> [TASK REQUIREMENTS] Reproduce the listing below word for word. Begin at the line that contains "Annotate each instance of the white cloud" and continue through the final line of the listing, including both.

* begin INPUT FOR THIS TASK *

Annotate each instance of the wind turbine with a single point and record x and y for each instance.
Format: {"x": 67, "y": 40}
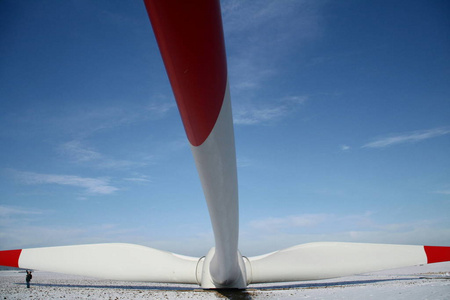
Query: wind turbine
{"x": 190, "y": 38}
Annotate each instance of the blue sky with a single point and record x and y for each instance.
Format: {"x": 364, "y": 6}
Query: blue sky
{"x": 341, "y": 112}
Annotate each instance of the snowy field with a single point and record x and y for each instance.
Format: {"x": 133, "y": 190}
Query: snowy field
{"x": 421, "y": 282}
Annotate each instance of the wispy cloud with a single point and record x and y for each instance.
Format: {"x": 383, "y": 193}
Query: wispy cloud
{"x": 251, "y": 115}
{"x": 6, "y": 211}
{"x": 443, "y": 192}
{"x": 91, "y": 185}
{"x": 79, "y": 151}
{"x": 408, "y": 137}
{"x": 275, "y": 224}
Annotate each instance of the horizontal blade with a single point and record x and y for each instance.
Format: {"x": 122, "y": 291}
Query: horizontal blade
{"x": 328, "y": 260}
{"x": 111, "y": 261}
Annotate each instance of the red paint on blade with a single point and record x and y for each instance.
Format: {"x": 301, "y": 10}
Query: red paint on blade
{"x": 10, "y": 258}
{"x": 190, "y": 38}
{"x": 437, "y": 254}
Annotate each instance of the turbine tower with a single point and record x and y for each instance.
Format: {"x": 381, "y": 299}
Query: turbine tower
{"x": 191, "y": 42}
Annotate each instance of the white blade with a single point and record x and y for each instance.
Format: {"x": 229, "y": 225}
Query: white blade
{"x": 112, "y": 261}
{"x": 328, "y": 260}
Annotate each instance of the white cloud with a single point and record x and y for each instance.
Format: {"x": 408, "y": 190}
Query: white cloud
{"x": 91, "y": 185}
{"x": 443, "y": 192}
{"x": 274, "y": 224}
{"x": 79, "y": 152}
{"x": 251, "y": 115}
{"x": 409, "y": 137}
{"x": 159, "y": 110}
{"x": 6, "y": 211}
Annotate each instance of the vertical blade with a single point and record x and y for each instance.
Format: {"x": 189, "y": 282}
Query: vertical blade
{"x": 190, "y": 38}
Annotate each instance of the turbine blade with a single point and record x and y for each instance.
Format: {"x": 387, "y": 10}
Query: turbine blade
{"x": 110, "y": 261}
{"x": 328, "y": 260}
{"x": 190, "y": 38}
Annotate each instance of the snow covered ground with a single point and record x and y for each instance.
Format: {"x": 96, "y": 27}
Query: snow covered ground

* end INPUT FOR THIS TASK *

> [WRITTEN SOLUTION]
Annotate each instance of the white cloud with a single point and record x and y for each instance.
Format: {"x": 408, "y": 190}
Query: white cloud
{"x": 91, "y": 185}
{"x": 443, "y": 192}
{"x": 274, "y": 224}
{"x": 79, "y": 152}
{"x": 251, "y": 115}
{"x": 409, "y": 137}
{"x": 159, "y": 110}
{"x": 6, "y": 211}
Annotate each instance of the vertical blade with a single point and record x and y for each instance.
Format: {"x": 189, "y": 282}
Query: vertical blade
{"x": 190, "y": 38}
Annotate each instance of the turbine blade with a single point and record x and y for each instance.
Format: {"x": 387, "y": 10}
Query: turbine blade
{"x": 110, "y": 261}
{"x": 328, "y": 260}
{"x": 190, "y": 38}
Annotate each instance of the snow covered ground with a single point and record x and y for each instance.
Format: {"x": 96, "y": 27}
Query: snow covered ground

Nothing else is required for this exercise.